Give back every record below, character for character.

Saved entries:
Content starts

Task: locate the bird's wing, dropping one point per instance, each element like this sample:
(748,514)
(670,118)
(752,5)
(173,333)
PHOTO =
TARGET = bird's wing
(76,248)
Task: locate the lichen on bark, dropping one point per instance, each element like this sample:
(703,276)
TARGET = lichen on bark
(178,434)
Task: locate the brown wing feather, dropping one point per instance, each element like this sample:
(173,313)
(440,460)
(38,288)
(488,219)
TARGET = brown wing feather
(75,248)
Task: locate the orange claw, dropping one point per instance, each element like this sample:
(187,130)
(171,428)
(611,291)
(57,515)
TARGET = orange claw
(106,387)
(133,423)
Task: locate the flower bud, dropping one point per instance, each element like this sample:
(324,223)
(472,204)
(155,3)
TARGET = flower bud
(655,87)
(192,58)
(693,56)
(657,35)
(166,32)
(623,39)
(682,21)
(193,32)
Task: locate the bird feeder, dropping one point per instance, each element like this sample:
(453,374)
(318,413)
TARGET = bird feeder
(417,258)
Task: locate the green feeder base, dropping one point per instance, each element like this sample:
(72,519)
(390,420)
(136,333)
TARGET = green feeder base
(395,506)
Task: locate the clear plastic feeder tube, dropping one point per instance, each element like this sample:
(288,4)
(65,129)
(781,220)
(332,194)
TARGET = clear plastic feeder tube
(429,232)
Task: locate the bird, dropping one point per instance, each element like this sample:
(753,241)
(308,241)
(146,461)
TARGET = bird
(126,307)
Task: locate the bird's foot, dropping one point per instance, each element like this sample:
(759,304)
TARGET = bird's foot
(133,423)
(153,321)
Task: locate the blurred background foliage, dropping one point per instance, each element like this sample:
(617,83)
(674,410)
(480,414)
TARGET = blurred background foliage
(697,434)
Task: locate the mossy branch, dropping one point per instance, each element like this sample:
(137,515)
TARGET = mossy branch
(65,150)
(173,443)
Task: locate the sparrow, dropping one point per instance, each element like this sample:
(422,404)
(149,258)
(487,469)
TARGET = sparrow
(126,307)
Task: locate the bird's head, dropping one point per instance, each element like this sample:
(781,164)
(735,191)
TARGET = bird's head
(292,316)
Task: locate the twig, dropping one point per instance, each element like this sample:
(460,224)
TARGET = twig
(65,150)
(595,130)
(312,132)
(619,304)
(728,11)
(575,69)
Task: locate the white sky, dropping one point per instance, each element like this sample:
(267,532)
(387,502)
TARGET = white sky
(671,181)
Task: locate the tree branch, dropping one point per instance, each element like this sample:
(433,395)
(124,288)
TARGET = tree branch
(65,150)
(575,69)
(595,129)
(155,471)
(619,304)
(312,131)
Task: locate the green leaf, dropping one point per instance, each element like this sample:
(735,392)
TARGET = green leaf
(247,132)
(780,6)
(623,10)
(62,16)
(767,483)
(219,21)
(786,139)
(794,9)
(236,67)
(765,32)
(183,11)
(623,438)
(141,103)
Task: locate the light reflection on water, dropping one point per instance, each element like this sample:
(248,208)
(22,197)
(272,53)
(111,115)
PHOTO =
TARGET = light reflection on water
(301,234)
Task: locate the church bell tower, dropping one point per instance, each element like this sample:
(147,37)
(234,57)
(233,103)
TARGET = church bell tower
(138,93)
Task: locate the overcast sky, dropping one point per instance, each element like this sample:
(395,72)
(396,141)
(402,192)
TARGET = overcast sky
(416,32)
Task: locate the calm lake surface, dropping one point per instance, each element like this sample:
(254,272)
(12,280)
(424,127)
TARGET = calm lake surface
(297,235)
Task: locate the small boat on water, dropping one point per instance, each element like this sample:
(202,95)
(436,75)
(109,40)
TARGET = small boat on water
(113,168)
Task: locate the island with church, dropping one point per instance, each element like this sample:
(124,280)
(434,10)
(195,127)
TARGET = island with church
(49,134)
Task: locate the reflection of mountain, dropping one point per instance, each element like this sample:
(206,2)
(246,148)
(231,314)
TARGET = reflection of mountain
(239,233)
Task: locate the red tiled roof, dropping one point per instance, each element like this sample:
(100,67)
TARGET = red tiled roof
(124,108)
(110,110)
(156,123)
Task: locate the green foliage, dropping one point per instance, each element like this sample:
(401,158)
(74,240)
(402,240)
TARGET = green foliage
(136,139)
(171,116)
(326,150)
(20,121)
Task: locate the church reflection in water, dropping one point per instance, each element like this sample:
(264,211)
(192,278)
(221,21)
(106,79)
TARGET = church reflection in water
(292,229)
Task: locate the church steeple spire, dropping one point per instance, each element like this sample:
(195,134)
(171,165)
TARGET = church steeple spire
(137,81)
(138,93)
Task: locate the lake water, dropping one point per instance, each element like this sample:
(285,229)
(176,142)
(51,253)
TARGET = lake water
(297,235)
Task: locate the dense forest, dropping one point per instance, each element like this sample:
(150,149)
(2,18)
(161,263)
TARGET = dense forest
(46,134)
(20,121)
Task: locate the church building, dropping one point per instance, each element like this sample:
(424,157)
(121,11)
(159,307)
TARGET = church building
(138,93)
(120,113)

Content ends

▶ [Response area]
Task: locate the bird's wing, dropping one point per instance, each element like this sample:
(748,514)
(670,118)
(752,5)
(173,333)
PHOTO =
TARGET = bird's wing
(76,248)
Task: locate the lichen on bark, dropping one point per instance, each element like this sample:
(703,276)
TARGET = lichen on bark
(178,434)
Task: locate the brown wing feather, dropping one point per instance, each element like this sample:
(173,313)
(440,460)
(38,288)
(488,219)
TARGET = brown wing feather
(75,248)
Task: locate the orange claw, dropping one point per instance, each element like this sample:
(187,130)
(171,428)
(611,291)
(57,515)
TARGET = orange claw
(106,387)
(133,423)
Task: locate the flower bud, dropping one point per instance, each element like this sample:
(324,223)
(472,204)
(155,3)
TARGET = flower bud
(655,87)
(192,58)
(693,56)
(657,35)
(166,32)
(623,39)
(682,21)
(193,32)
Task: locate the bird feeder, dropping one point per instance, each element like this sample:
(453,374)
(318,413)
TARGET = bird feeder
(417,258)
Task: locate the green feeder base, dropping one point per instance, each element like this sample:
(72,519)
(390,420)
(136,333)
TARGET = green feeder base
(395,506)
Task: locate the clear plastic feeder tube, dropping one point per instance, each element like this sample:
(288,4)
(65,129)
(781,220)
(332,194)
TARGET = clear plastic feeder tube
(429,232)
Task: locate the bird, dropping one point per instance, each element like this sample:
(753,241)
(308,241)
(146,461)
TARGET = bird
(126,307)
Task: locate the bird's foot, dropping one point per instance, each element like this sample:
(759,304)
TARGET = bird's foot
(133,423)
(153,321)
Task: locate the blurred background foliage, dropping one point per instance, each element like this sample:
(617,83)
(674,410)
(480,414)
TARGET = blurred background foliage
(697,434)
Task: locate the mossy branch, dropping one point per instance, each element like this sample:
(137,515)
TARGET = mossy branch
(65,150)
(173,443)
Task: locate the sparrow, dropping one point per instance, each element like this sample:
(422,404)
(149,258)
(487,469)
TARGET = sparrow
(126,307)
Task: locate the bird's head, dropping one point per instance, each element like this sample:
(781,164)
(735,191)
TARGET = bird's head
(292,316)
Task: locate the twig, dropping one point per instance, each element like this sample:
(460,224)
TARGET = twig
(65,150)
(595,130)
(312,132)
(619,304)
(728,11)
(575,69)
Task: locate the white sky, dropping one point per instance, each element like this sample:
(267,532)
(387,502)
TARGET = white sky
(671,181)
Task: locate the tree branch, dropping one point per instance, each element like this sample:
(433,395)
(124,288)
TARGET = tree branch
(65,150)
(575,69)
(595,129)
(155,471)
(619,304)
(312,131)
Task: locate the green leaf, dropping one point per instance, each element like this sample:
(735,392)
TARGET = green leaf
(247,132)
(780,6)
(623,10)
(62,16)
(767,483)
(219,21)
(786,139)
(794,9)
(236,67)
(765,32)
(183,11)
(623,438)
(141,103)
Task: locate the light reflection on water, dropping one point per instance, each element like this sample:
(248,208)
(22,197)
(272,53)
(111,115)
PHOTO =
TARGET = light reflection on water
(301,234)
Task: locate the church bell tower, dropping one point per instance, each element like this sample:
(147,37)
(234,57)
(233,103)
TARGET = church bell tower
(138,93)
Task: locate the overcast sky, dropping one point per instance, each element like this sample:
(395,72)
(396,141)
(402,192)
TARGET = overcast sky
(416,32)
Task: locate the calm lake surface, dropping one point per instance, each element like this sample:
(254,272)
(12,280)
(424,127)
TARGET = calm lake surface
(297,235)
Task: locate the small boat on water, dropping one point per instance, each element like this sample:
(202,95)
(436,75)
(109,40)
TARGET = small boat on water
(113,168)
Task: locate the island with church, dropping one point per instance, each element like this sample:
(124,280)
(434,10)
(195,127)
TARGET = island with church
(49,134)
Task: locate the reflection of mountain, dropping one point per instance, each element like this sample:
(206,2)
(246,148)
(231,314)
TARGET = reflection of mountain
(239,233)
Task: locate the red tiled roof, dropping one point per instance, each element like this sample:
(100,67)
TARGET = red tiled roof
(124,108)
(110,110)
(156,123)
Task: locate the green foliage, dropping one point per instance, each element like this sample:
(401,158)
(74,240)
(402,240)
TARGET = green foliage
(136,139)
(171,116)
(326,150)
(20,121)
Task: locate the church reflection in water, dropping one point per instance, each element like this sample:
(264,211)
(192,278)
(221,21)
(106,79)
TARGET = church reflection in water
(292,229)
Task: locate the church steeple spire, dropping one point per instance, each element like this sample:
(195,134)
(171,165)
TARGET = church steeple spire
(137,81)
(138,93)
Task: locate the lake water, dropping one point per instance, each element like this sample:
(285,229)
(176,142)
(51,253)
TARGET = lake water
(297,235)
Task: locate the dense forest, dropping one point per instance, each element like this sample:
(150,149)
(2,18)
(161,263)
TARGET = dense forest
(46,134)
(20,121)
Task: locate the church building, dropping one point per instance, each element like this sample:
(424,157)
(121,11)
(159,307)
TARGET = church building
(138,93)
(120,113)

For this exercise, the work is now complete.